## Task requirements
1) In the agent agreement excerpt, what is the minimum combined single limit required for the Approved Agent's liability insurance?
2) Return the passage of the agent agreement excerpt from "8.3 The Approved" to "in this agreement.", copied word for word.
3) Write the next part of the agent agreement excerpt, beginning after its final sentence.

## Page excerpt
--- Start ---
8.3 The Approved Agent may terminate this contract providing Yapalot sixty (30)
days written notice. This clause may be used providing Yapalot has not met
it's obligations as provided in this agreement.
9.0 INDEMNITY, INSURANCE
9.1 Indemnification of Yapalot - The Approved Agent agrees to indemnify and
hold Yapalot harmless against and all liabilities, claims, damages, costs
or expenses (including legal fees and expenses) incurred by Yapalot by
reason of or arising out of or relating to any acts, duties and obligation
or omissions of the Approved Agent hereunder or of any personnel employed
by, or agent of, the Approved Agent and the Approved Agent shall, at the
request of Yapalot, assume the defense of any demands, claims, actions,
suits or proceedings brought against Yapalot by reason thereof and pay any
and all damages assessed against or that are payable by Yapalot as a result
of the disposition of any such demands, claims, actions, suits or
proceedings. Notwithstanding the foregoing, Yapalot may be represented in
any such demands, claims, actions, suits or proceedings by its own counsel
at the expense of the Approved Agent.
9.2 Maintenance of Insurance- The Approved Agent shall maintain in full force
and effect a comprehensive general liability insurance policy or policies
with personal injury liability blanket, contractual liability and complete
operations liable insurance endorsements protecting the Approved Agent
Yapalot hardware and equipment at the preferred gateway locations and
Yapalot and their officers and employees against loss, liability or expense
as a result of personal injury, death or property damage or otherwise
arising out of our occurring in connection with the business of the
Approved Agent, or burglary. Yapalot shall be an additional insured under
such policy or policies which shall be written by a responsible insurance
company or companies licensed to do business in the province/city/country
in which the Approved Agent conducts its business, and meeting with the
reasonable approval of Yapalot, with a combined single limit of not less
than $3 million for bodily injury, death and for property damage. Such
policy or policies shall provide that they shall not be canceled or altered
without at least sixty (60) days prior written notice to Yapalot. Within
ten (10) days after execution of this Agreement, the Approved Agent shall
furnish Yapalot with a certificate or certificates of such insurance,
together with evidence that the premiums therefore have been paid.
--- End ---
## Listing
--- Start ---
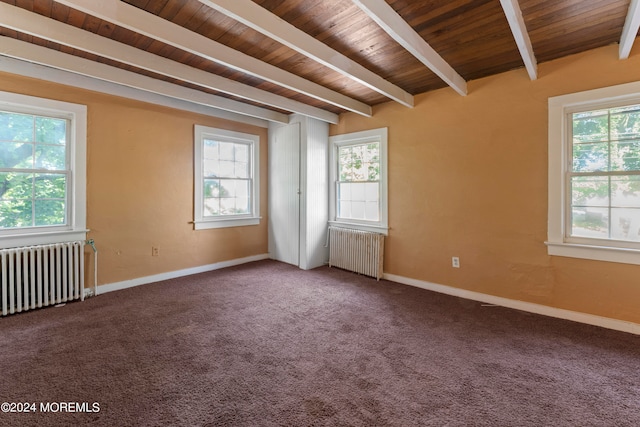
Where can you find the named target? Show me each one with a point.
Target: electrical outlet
(455, 262)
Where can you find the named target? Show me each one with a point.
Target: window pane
(625, 191)
(372, 212)
(50, 186)
(591, 157)
(241, 170)
(590, 222)
(210, 167)
(228, 206)
(51, 130)
(16, 127)
(227, 188)
(344, 191)
(225, 169)
(49, 212)
(241, 153)
(16, 185)
(16, 155)
(625, 123)
(359, 162)
(226, 150)
(210, 150)
(357, 210)
(15, 213)
(211, 188)
(625, 224)
(242, 205)
(344, 209)
(51, 157)
(211, 207)
(591, 126)
(625, 155)
(372, 191)
(589, 191)
(358, 192)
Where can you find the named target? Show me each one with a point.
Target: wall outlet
(455, 262)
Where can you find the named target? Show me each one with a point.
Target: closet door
(284, 193)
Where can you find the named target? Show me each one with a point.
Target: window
(226, 178)
(594, 174)
(359, 173)
(42, 171)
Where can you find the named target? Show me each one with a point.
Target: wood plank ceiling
(318, 58)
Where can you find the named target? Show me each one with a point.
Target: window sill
(598, 253)
(226, 222)
(41, 238)
(359, 226)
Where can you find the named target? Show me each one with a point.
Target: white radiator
(38, 276)
(355, 250)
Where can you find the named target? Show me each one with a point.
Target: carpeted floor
(266, 344)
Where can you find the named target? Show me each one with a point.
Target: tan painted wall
(468, 178)
(140, 185)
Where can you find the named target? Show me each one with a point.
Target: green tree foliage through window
(605, 174)
(34, 171)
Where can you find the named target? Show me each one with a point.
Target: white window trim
(76, 229)
(380, 136)
(559, 139)
(253, 218)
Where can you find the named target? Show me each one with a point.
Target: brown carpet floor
(266, 344)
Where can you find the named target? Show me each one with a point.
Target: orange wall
(468, 178)
(140, 185)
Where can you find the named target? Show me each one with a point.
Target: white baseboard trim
(178, 273)
(589, 319)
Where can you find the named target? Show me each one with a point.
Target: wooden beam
(150, 25)
(630, 29)
(263, 21)
(518, 28)
(52, 60)
(21, 20)
(387, 18)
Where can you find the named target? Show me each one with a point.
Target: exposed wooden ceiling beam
(35, 54)
(263, 21)
(21, 20)
(630, 30)
(150, 25)
(518, 28)
(389, 20)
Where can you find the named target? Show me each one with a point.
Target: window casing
(359, 175)
(42, 171)
(594, 174)
(226, 178)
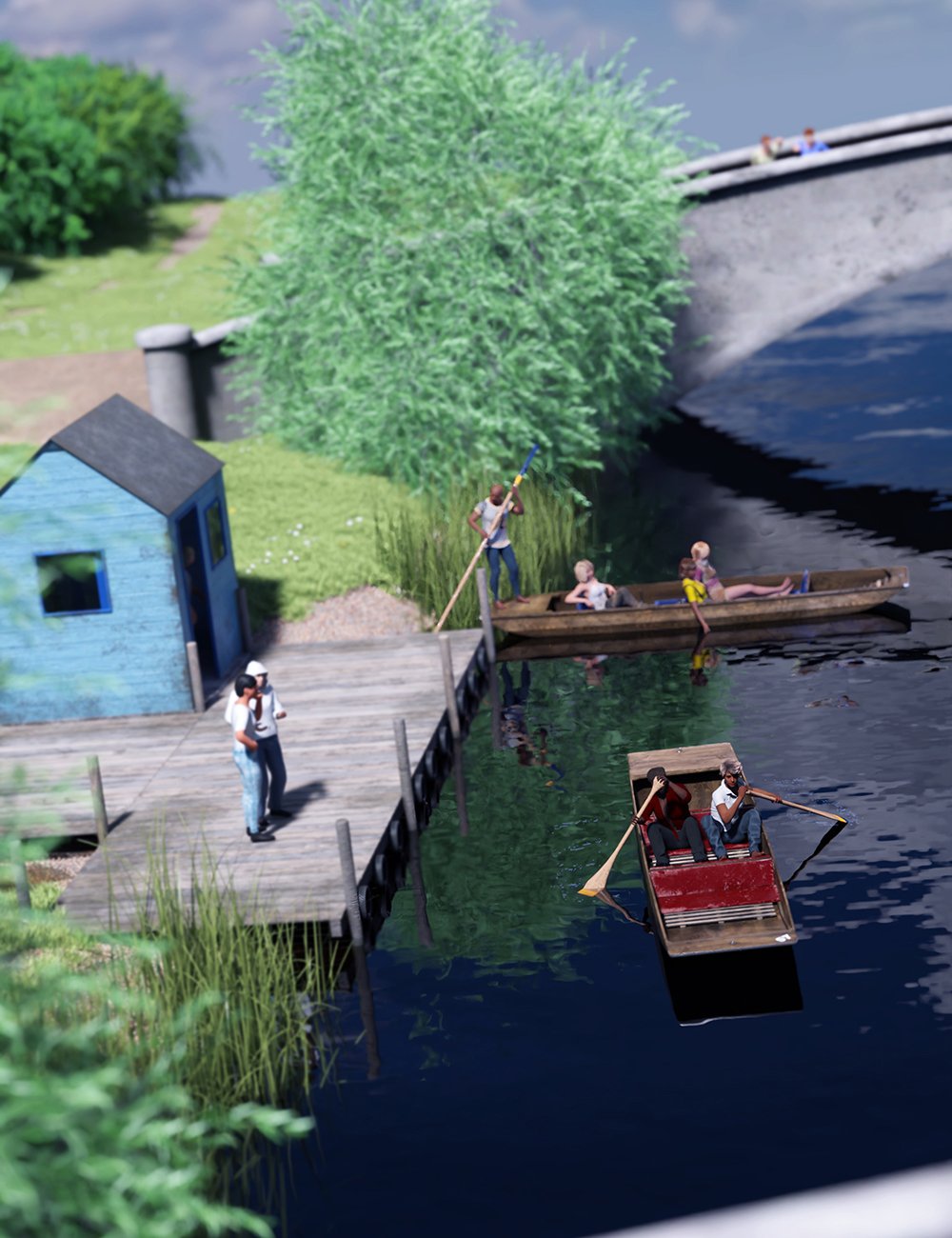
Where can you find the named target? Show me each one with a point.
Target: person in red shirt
(670, 825)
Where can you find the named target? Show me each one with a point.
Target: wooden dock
(169, 781)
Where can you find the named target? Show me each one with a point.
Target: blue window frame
(215, 530)
(73, 583)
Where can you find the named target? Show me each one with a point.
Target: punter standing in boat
(498, 545)
(670, 825)
(732, 821)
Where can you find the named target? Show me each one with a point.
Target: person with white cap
(274, 775)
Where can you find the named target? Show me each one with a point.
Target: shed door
(196, 577)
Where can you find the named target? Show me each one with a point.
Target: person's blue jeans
(249, 768)
(274, 775)
(743, 829)
(509, 557)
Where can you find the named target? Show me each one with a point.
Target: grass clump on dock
(97, 1133)
(259, 993)
(426, 548)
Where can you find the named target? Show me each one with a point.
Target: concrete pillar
(169, 372)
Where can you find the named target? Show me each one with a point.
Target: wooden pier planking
(171, 780)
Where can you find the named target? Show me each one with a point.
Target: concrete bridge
(770, 247)
(774, 246)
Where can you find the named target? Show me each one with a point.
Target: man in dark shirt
(670, 825)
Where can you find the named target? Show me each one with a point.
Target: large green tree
(83, 148)
(478, 246)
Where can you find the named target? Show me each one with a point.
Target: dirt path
(38, 395)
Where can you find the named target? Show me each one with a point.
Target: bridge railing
(926, 123)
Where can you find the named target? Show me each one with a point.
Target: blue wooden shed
(115, 553)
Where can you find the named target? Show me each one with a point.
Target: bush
(478, 247)
(83, 148)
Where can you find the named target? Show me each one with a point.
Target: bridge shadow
(910, 518)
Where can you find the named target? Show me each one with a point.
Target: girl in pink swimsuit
(705, 574)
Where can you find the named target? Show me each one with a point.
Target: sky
(739, 67)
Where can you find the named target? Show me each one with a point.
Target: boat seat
(702, 888)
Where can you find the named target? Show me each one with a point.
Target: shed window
(73, 583)
(215, 531)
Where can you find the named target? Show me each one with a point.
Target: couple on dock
(671, 826)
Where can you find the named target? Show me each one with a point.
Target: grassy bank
(95, 302)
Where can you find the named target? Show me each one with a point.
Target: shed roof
(140, 453)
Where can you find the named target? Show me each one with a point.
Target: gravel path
(355, 615)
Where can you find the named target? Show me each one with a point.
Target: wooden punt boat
(664, 609)
(885, 618)
(722, 905)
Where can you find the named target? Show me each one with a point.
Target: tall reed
(426, 549)
(262, 993)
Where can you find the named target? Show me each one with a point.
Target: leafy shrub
(83, 148)
(478, 247)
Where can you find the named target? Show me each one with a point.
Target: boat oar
(600, 880)
(483, 544)
(788, 804)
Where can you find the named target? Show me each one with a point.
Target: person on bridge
(810, 144)
(246, 755)
(767, 150)
(498, 545)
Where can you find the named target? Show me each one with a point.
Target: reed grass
(425, 549)
(260, 994)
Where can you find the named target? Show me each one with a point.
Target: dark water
(534, 1076)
--- End ---
## Responses to the tasks
1) Not less than $3 million for bodily injury, death and property damage.

2)
8.3 The Approved Agent may terminate this contract providing Yapalot sixty (30)
days written notice. This clause may be used providing Yapalot has not met
it's obligations as provided in this agreement.

3)
10.0 RECORDS AND REPORTS
10.1 Maintenance of Records - The Approved Agent shall maintain at each
location, office or place of business accurate records of all sales
transactions pertaining to this Agreement, including sales Subscriptions,
and shall retain the same for a period of two (2) years after the date of
termination of this Agreement. If Yapalot requires any information in
connection with such accounts and records, the aforesaid accounts and
records shall be made available for the Approved Agent during its normal
business hours for examination by Yapalot.
10.2 Delivery of Records to Yapalot - The Approved Agent will prepare and
forward as may be requested by Yapalot from time to time any and all
reports which Yapalot deems necessary or desirable.
10.3 Goods and Services Tax (not applicable outside Canada) - The Approved Agent
shall provide Yapalot with particulars of its status for the purpose of the
federal Goods and Services Tax, in the form prescribed by Schedule C to
this Agreement. This rule need not apply to countries outside of Canada
where goods and services tax do not apply. VAT taxes may apply in these
cases.
10.4 Subscriber List - The Approved Agent acknowledges and agrees that the names
of Subscribers and their information constitute the confidential and
proprietary information of Yapalot. Upon the expire or termination of this
Agreement, the Approved Agent shall deliver to Yapalot a true and complete
listing of all its Subscribers together with their respective subscription
telephone numbers and such other information as Yapalot may request.
11.0 TRADEMARKS AND OTHER PROPRETARY MARKS
11.1 Use of "Yapalot" Trademarks- The Approved Agent may describe and refer to
itself as an approved agent of Yapalot. The Approved Agent may use the
"Yapalot" trademarks in accordance with the terms herein in connection with
the promotion or sale of Subscriptions unless otherwise instructed by
Yapalot in writing. All sub-agents established by the Approved Agent shall
be entitled to use a designation of "Yapalot Approved Agent" subject to the
terms set out in this Article 11.
11.2 Terms of Use - The Approved Agent hereby acknowledges, and shall not at any
time, directly or indirectly contest the validity of the trademark
"Yapalot" and such other trademarks claimed by, used by, registered or
applied for registration by Yapalot (the "trademarks"). The Approved Agent
further acknowledges the exclusive ownership of the trademarks by Yapalot,
its successors and assigns and agrees that the trademarks are, and shall
remain the property of Yapalot. Approved Agent agrees to indemnify and hold
harmless Yapalot from and against any claims or liabilities arising as a
result of the use hereunder by the Approved Agent of the trademarks or
proprietary marks of Yapalot.
11.3 Corporate Name of Approved Agent - The Approved Agent agrees that it shall
not use the trademark "Yapalot" as part of its corporate name.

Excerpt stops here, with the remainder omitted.